» **Excerpt to read**
Software
Few things are more annoying in CS research than looking for that elusive reference implementation, data generator and failing to find it. I've not been very good myself in the past with making my code available but I'll try and do better from here on out.
Data set generation
- The PrePeP implementation described in "PrePeP: A light-weight, extensible tool for predicting frequent hitters"
- The PrePeP prototype described in "PrePeP - A Tool for the Identification and Characterization of Pan Assay Interference Compounds"
- Reimplementation of the CDK-Means algorithm described in A Bi-clustering Framework for Categorical Data
- (Partial) Reimplementation of the Almaden QUEST generator for itemset data - there exists a more comprehensive version (customer sequences, taxonomy) at http://miles.cnuce.cnr.it/~palmeri/datam/DCI/datasets.php but even after wading through the modifications necessary to compile this legacy code, I did not get useful output and gave up...
Be sure to read the Readme for differences to the paper description. Used in Objectively evaluating condensed representations and interestingness measures for frequent itemset mining.
- Extension of the QUEST generator, including a number of additional distributions for itemset and transaction length distributions, as well as itemset weights to take a step towards more realistic data.
- Generator for event sequences - Generates sequences of randomly distributed, time-stamped noise events in which source episodes are embedded, for evaluating episode mining approaches, as described and used in Understanding episode mining techniques: Benchmarking on diverse, realistic, artificial data.

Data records

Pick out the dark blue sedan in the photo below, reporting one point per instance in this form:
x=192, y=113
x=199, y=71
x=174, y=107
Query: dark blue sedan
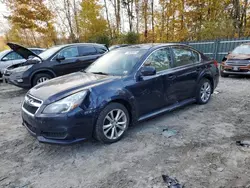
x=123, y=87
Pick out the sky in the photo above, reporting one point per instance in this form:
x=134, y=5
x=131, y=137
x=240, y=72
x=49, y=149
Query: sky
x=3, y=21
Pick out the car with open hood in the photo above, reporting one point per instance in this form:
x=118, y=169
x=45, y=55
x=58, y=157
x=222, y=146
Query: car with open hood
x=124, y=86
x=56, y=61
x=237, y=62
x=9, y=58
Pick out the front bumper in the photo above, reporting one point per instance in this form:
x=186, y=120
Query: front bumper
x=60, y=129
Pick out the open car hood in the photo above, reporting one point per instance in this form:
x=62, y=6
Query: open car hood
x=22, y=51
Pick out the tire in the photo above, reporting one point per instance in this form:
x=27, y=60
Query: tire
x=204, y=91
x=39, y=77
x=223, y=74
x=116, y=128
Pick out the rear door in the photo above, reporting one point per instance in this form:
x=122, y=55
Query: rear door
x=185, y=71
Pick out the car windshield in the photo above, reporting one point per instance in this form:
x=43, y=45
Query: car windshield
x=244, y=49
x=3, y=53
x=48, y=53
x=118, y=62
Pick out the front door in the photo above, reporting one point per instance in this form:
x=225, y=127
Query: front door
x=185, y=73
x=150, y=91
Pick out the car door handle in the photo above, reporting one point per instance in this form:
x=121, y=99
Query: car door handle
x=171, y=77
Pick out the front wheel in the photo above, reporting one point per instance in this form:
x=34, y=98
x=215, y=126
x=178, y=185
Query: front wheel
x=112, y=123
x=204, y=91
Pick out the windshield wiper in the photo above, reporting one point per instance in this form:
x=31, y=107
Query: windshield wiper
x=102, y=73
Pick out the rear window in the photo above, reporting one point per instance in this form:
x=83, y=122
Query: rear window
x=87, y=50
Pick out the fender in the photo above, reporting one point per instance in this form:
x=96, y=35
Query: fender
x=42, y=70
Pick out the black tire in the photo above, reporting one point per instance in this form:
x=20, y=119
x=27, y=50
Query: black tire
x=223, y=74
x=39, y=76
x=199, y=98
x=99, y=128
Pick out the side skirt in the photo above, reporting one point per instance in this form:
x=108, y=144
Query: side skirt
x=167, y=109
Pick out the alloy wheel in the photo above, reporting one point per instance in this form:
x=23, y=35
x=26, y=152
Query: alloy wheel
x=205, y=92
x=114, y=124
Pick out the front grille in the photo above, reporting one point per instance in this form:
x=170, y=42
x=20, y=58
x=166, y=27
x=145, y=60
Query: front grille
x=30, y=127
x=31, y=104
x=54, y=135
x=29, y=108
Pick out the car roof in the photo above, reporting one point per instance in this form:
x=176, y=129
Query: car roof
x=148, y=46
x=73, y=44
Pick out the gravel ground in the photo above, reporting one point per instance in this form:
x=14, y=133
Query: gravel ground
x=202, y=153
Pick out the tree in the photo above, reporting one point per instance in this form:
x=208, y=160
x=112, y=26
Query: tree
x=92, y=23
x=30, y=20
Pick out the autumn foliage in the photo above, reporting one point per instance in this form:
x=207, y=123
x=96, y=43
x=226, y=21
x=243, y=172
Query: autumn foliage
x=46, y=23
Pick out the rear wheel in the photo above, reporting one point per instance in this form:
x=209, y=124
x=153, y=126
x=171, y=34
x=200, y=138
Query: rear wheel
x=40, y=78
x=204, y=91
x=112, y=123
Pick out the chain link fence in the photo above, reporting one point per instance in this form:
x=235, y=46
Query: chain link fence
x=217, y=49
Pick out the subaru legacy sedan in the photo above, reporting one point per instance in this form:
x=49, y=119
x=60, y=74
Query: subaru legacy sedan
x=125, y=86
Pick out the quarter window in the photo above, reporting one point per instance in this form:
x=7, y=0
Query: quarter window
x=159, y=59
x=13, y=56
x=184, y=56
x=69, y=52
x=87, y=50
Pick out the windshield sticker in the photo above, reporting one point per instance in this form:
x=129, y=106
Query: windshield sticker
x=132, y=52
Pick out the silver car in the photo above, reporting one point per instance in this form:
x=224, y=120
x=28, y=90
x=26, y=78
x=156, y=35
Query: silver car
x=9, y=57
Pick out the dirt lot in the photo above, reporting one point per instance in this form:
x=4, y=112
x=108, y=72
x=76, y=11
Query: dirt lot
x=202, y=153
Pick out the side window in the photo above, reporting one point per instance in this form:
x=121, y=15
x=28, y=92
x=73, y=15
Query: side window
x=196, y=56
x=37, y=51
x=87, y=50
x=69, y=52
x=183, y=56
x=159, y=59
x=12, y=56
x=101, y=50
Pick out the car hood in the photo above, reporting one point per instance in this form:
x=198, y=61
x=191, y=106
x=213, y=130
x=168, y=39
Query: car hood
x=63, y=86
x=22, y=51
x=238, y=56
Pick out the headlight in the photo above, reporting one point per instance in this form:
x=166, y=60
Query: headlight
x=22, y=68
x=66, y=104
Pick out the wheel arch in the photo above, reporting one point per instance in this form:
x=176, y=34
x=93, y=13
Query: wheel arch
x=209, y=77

» **Brief A**
On the software page, what are the source episodes embedded in by the generator for event sequences?
» **Brief B**
Reproduce the part of the software page starting with "- Reimplementation of" and going on through "and gave up...", swapping "output" for "results".
Use only the software page to answer.

» **Output A**
Randomly distributed, time-stamped noise events.

» **Output B**
- Reimplementation of the CDK-Means algorithm described in A Bi-clustering Framework for Categorical Data
- (Partial) Reimplementation of the Almaden QUEST generator for itemset data - there exists a more comprehensive version (customer sequences, taxonomy) at http://miles.cnuce.cnr.it/~palmeri/datam/DCI/datasets.php but even after wading through the modifications necessary to compile this legacy code, I did not get useful results and gave up...